## What you will do
Copy each of the following entries word for word, without changing anything.

## Data
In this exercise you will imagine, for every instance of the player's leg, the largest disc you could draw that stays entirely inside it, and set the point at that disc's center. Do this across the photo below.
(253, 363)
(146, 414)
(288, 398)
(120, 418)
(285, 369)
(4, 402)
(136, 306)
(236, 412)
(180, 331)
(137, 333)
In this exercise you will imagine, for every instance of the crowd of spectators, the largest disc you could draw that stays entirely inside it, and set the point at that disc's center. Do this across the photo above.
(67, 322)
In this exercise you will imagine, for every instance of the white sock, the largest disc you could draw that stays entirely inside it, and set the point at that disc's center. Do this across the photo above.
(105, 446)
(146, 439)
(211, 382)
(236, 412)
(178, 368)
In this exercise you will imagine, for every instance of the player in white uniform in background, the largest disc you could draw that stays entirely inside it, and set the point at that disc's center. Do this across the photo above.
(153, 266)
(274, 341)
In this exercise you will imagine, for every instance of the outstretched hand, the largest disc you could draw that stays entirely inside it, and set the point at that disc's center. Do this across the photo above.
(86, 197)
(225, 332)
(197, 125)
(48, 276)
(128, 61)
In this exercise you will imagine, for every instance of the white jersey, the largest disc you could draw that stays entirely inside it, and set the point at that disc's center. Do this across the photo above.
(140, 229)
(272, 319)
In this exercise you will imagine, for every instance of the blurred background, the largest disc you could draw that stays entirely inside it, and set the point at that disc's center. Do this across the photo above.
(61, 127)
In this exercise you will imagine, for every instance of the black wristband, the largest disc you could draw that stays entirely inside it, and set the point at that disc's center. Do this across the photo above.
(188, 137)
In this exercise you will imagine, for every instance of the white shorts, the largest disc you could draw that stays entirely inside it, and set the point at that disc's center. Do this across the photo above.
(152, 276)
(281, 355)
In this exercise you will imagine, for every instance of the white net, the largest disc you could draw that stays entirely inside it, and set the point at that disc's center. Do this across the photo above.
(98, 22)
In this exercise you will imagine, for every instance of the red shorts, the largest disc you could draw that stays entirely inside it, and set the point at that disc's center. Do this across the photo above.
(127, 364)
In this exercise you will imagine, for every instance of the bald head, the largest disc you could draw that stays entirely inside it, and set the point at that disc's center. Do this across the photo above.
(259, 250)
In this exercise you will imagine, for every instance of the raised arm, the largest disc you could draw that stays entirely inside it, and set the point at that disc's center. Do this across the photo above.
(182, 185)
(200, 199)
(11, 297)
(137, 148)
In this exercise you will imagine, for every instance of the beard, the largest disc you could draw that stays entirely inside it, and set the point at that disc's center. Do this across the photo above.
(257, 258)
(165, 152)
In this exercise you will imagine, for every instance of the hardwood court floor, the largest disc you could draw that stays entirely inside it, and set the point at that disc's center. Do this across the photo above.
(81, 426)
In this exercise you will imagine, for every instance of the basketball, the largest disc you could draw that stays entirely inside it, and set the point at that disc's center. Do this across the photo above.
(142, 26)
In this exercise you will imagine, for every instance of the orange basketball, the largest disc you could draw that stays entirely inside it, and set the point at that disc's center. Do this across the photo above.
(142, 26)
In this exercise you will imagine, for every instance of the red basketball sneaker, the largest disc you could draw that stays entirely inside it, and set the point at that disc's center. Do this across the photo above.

## Task output
In this exercise you will imagine, for every instance of the player's leg, the largest disc you could draw that stays entirely inside it, and set the point at that disc's center. Do this across the photo below.
(253, 363)
(146, 414)
(288, 398)
(120, 418)
(285, 369)
(4, 402)
(136, 306)
(236, 412)
(180, 331)
(137, 333)
In this exercise you will imagine, for every instance of the crowd of spectators, the largest disc you could draw that stays entirely inside it, and set the point at that disc's center. Do this across the photo above.
(67, 322)
In this exercise you will imagine, for every instance of the white sock, the largest disc you could draw that stays entirely inside it, and set the point at that disc's center. Do this across the photo above.
(105, 446)
(146, 439)
(211, 382)
(236, 412)
(178, 368)
In this exercise you will imagine, for every instance of the player in white uniform in background, the largest disc you could draw that stays entirely inside it, and set the point at that disc's center. Do this across the photo above.
(153, 266)
(274, 341)
In this exercise you will imagine, for every instance of the outstretched hand, the largest disc you could draw that stays entirely inside it, and set the point at that disc's center. Do this across the photo above.
(86, 197)
(225, 332)
(197, 125)
(48, 276)
(128, 61)
In this exercise you will imagine, for every instance of the white jersey, the largest disc you could draw that stays entirely inside it, and set the point at that disc's center. Do this across the photo above.
(140, 229)
(272, 319)
In this exercise you will imagine, for every instance of the blurred background, the largest disc you could draw that stays entirely inside it, and set the point at that disc's center. Do this across the photo above.
(61, 127)
In this exercise you will imagine, for every instance of the black wristband, the largest disc you could draw that stays entirely inside it, and set the point at that disc's center. Do this across the photo above.
(188, 137)
In this exercise you will imagine, for every instance of the white shorts, the largest disc you could draw that stays entirely inside it, and set the point at that disc's center. Do this across the photo above.
(152, 276)
(281, 355)
In this exercise you will imagine, for every instance of the white net, the largest disc you could draw that stays entirely inside it, and set the point at that disc's center. Do this across the photo above.
(98, 22)
In this exercise you will imagine, for every instance of the red shorts, the largest disc you could draw that stays entirely inside it, and set the point at that disc's center. Do this across the photo above.
(127, 364)
In this exercise you will imagine, for every instance of the bald head, the largest disc you could draw that stays entirely inside it, and set the point at that disc's center. Do this across the photo above.
(259, 250)
In this exercise you will imagine, for every instance of the raised arm, the largest disc you could draw that stays entirely inside it, and set the point at that disc's center. Do this across the photo above.
(182, 185)
(200, 199)
(11, 297)
(137, 148)
In this exercise you will imagine, for every instance of the beard, the largest disc you could draw that stays entirely inside it, and set the point at that disc's center. Do this across the photo above.
(257, 258)
(165, 152)
In this exercise you will imagine, for every instance of the hardwood court floor, the largest disc you could draw that stays entirely inside it, and set the point at that disc's center. Do this across the photo above.
(81, 426)
In this exercise you will imagine, for every instance of the basketball, the largest disc you could draw that stays entirely inside it, and set the point at that disc's center. Do this across the photo above.
(142, 26)
In this exercise you will imagine, for every instance of the orange basketball, the largest disc you could draw that stays entirely inside it, and set the point at that disc's center. Do this across the photo above.
(142, 26)
In this exercise you will imagine, for every instance of the red basketball sneaker, the largest disc you could draw that stays entirely inside it, and set the point at that disc's center. Do this across the photo above.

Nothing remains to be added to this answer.